# What you will do:
Print every record exactly, omitting none.

┄┄┄┄┄┄┄┄┄┄

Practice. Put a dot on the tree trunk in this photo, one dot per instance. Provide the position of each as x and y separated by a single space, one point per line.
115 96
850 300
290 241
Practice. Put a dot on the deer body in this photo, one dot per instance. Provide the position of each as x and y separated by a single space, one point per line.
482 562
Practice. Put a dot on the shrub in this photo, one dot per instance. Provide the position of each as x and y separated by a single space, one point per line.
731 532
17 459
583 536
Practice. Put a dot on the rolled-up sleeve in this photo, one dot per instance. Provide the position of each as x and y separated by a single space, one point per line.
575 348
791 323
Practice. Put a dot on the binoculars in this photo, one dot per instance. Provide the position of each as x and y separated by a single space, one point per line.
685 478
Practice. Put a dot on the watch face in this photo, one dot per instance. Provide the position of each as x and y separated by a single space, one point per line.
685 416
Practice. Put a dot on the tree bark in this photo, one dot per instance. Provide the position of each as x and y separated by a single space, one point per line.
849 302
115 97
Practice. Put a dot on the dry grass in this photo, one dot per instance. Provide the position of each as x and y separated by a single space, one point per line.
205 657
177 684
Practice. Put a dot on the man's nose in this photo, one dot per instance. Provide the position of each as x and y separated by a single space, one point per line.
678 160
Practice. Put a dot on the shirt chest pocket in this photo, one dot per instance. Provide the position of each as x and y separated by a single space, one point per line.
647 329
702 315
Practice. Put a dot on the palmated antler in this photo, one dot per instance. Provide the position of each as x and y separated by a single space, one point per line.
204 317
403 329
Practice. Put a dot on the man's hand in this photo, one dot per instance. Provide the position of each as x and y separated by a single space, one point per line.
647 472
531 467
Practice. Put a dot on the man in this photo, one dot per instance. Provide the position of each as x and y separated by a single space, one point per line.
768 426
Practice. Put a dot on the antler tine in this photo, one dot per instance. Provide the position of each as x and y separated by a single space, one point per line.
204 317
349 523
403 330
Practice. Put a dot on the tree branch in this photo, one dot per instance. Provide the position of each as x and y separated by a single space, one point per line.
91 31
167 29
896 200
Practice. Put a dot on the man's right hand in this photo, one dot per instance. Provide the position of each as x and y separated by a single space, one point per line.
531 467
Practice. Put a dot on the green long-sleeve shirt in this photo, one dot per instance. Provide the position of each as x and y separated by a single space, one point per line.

┄┄┄┄┄┄┄┄┄┄

# Problem solution:
Practice. Put a dot on the tree trunk in this photo, one dot per instance. Provide the position of each as x and y separated by a single space, one point per line.
115 96
850 300
290 241
Practice. Put a dot on the deer body in this photo, one dot per instance. Provide the position of each as x and y separated by a single space, one point per line.
482 562
Practice. Put a dot on the shrub in this photo, one dot per instance. Provide the position of each as x and y separated by a single space, one point per line.
731 532
17 459
583 536
Practice. Put a dot on the rolled-up sleeve in this photo, one dot per instance. Provide the position of each as x and y separated by a single space, one point per line.
575 348
791 323
Practice. Put a dot on the binoculars in this photo, one dot per instance. Provide the position of each as x and y separated by a single space, one point per line.
685 478
Practice. Put a dot on the watch face in this photo, one dot per instance. Provide the position of each as x and y separated by a single space, one point per line.
685 416
Practice. Put a dot on the tree bark in this photo, one dot per instance. Provide the position of each as x and y separated by a single space, one point per line.
849 302
115 97
Practice. Put a dot on the dry grass in this photo, one dot per instance. Provide the position of each as x and y separated by a single space, one point per line.
205 657
177 684
Practice. Put a dot on the man's nose in this photo, one dot per instance. Provide the position of each as x and y separated by a single space, one point per line.
678 160
Practice. Put a dot on the shirt chest pocket in this photo, one dot per instance. Provide the position of each as x and y separated by a single space, one point per line.
647 329
702 315
Practice. Put a dot on the palmated antler in this photo, one dot per instance. Provide the position of each as x and y separated by a single space, one point per line.
204 317
403 329
Practice. Put a dot on the man's hand in this photo, one dot per instance. Provide the position of each as x and y separated by a single space, one point per line.
647 472
531 467
Practice. Put a dot on the man in this photo, one dot per instance. Provide the position of each as x and y separated by a single space, one point per line.
768 426
Practice. Put a dot on the antler tine in this photo, one dot per instance. Provide the position of each as x and y separated by a single space, one point per line.
204 317
349 523
403 330
Practice. Put a dot on the tree branch in this photo, one dot per instance. Provide the position of each as x and y separated by a single space, one point per line.
91 31
167 29
896 200
Practice. Put a dot on the man's right hand in this photo, one dot per instance. Provide the position of each as x and y separated by a single space, one point per line.
531 467
Practice. Put a dot on the green long-sleeve shirt in this photo, one dot per instance. Provide the position of each as x and y separated by a single space, one point per line.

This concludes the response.